### Document section
• There is no place like home, but Betty found a second home with two people who were willing to share their lives and work with her.

    Sr. Freda, a courageous woman who developed a free hospital near Kitale because she couldn't bear seeing people crawl on their hands and knees to some distant clinic and Emmanuel, a Maasai man who had to sell his two bottom teeth for a cow to put him through high school. He returned to his village and built a school for orphaned and special needs children in the mountainous region of Kilgoris. This is their story and the story of the children they are helping.

Betty’s Journal: Day One

I look out of the grimy window of the bus.  It is early morning, the sky bruised with purple clouds rushing by as if they were in a hurry to get somewhere else.  I will be sitting on the bus for eight hours, a long enough time to get comfortable with chickens riding in the back and  the young man, my escort from Nairobi, sitting next to me.

A stout middle aged woman in a flowered head scarf sits next to a young man with curly black hair, his arm around the woman.  He is whispering in her ear and I wondered if he is her son.  But the way he looked at her, his eyes half closed, I think I am mistaken and he is her lover.  At least I hope that is true.  His voice murmuring sounds of love.  I feel a stab of loneliness, but couldn’t turn my eyes away.  I don’t know why I was so taken by them but I suspect it was because he was so much younger than she was.  The woman stared at him thoughtfully, a no nonsense look about her as she offers him a banana to eat. I wanted to take their love with me, and indeed it did trail me through my Kenyan journey, glimpses here and there of peoples lives.  That’s what I’ve come for as much as the sights.  Even though I would only be riding on the side lines, viewing people as I do from my seat on the bus, only glimpsing the secret heaviness of their experiences, I hoped it would be enough to understand a bit of the intimacy of lives lived in extreme conditions, without the distractions of television, movies, radio, or even street lights.

### Information shown
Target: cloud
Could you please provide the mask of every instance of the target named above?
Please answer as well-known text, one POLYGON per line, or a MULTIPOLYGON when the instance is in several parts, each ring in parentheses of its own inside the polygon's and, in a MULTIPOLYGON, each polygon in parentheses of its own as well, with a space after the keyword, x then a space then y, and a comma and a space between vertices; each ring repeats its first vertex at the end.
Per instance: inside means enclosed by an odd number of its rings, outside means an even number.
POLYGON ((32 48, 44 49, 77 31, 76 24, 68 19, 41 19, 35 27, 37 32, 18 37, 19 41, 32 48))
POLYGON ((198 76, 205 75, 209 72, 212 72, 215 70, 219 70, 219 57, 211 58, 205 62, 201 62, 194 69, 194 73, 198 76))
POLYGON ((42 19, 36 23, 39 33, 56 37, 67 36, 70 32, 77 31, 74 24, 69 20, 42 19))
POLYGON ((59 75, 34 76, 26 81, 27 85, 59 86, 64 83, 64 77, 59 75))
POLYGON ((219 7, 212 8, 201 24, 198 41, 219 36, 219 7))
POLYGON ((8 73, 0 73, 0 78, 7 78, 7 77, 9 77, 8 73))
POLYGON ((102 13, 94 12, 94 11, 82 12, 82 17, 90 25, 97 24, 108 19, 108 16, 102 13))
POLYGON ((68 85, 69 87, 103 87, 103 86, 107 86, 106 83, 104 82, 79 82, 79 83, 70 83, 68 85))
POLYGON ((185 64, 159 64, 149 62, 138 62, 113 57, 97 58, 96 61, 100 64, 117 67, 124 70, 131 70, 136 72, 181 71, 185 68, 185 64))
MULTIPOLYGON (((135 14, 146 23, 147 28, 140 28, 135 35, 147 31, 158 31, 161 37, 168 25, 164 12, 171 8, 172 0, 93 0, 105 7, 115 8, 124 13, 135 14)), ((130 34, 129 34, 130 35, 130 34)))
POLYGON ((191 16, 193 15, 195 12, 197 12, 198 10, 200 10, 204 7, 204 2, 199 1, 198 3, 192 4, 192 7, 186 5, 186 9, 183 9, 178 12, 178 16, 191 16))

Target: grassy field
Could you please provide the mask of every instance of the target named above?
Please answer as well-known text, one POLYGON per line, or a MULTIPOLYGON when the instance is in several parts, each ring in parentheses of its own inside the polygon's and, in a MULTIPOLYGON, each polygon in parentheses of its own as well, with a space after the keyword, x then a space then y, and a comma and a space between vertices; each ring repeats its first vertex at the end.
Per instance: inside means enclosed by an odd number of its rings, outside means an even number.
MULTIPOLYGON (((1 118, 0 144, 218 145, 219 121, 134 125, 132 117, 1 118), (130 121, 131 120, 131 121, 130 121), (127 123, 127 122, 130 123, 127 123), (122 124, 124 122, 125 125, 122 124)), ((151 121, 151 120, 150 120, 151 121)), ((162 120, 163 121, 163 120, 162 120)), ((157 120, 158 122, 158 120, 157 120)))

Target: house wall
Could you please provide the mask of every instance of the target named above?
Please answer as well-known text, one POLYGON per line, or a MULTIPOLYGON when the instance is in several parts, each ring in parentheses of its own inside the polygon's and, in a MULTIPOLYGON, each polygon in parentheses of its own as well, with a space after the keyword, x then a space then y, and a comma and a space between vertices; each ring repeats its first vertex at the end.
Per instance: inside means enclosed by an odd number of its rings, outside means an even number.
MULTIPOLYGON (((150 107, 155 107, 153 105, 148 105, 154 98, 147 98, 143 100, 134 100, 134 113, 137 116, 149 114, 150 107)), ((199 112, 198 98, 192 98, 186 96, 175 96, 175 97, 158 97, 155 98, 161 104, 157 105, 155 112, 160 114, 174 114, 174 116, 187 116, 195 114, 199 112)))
==
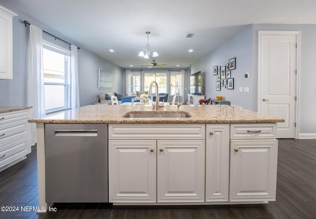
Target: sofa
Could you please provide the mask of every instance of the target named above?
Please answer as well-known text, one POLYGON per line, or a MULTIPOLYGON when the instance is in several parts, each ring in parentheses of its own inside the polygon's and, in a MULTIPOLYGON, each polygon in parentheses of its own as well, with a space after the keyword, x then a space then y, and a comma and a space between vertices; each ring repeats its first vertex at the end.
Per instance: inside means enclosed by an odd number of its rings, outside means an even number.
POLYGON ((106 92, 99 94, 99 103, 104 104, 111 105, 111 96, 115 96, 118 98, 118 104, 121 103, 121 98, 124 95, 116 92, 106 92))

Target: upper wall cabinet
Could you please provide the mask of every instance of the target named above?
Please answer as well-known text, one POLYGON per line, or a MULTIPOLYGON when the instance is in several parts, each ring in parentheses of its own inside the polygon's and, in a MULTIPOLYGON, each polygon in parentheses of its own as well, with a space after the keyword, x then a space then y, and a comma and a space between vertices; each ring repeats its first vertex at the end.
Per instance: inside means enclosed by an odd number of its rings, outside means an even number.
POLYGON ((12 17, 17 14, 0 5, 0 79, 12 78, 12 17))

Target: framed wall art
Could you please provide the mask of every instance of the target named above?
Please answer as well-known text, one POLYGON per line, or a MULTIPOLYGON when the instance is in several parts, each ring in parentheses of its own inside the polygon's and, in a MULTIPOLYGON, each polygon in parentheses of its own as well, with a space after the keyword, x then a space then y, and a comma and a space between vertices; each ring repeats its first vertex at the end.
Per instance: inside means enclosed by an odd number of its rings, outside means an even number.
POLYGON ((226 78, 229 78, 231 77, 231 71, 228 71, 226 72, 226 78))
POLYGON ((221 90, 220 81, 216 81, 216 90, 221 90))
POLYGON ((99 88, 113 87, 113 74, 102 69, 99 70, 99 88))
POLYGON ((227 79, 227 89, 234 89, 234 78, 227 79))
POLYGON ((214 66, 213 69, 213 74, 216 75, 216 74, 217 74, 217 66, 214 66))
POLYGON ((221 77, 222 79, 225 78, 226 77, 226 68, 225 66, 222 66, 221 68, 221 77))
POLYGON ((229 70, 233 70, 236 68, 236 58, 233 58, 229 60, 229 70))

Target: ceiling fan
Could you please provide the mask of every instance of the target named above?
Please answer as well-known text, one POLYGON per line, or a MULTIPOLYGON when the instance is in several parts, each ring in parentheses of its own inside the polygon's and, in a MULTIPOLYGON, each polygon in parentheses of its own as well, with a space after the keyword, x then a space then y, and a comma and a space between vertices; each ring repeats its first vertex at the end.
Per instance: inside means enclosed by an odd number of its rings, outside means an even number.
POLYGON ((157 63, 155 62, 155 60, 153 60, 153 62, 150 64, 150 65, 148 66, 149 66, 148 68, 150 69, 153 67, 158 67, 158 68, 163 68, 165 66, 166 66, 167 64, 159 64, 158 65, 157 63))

### Using the information
**1)** Please echo the stretch of the Kenya journal text from "I look out of" through "next to me.".
**2)** List the distractions that, according to the Kenya journal text, the lives Betty hopes to understand are lived without.

### Responses
**1)**
I look out of the grimy window of the bus.  It is early morning, the sky bruised with purple clouds rushing by as if they were in a hurry to get somewhere else.  I will be sitting on the bus for eight hours, a long enough time to get comfortable with chickens riding in the back and  the young man, my escort from Nairobi, sitting next to me.

**2)** television, movies, radio, street lights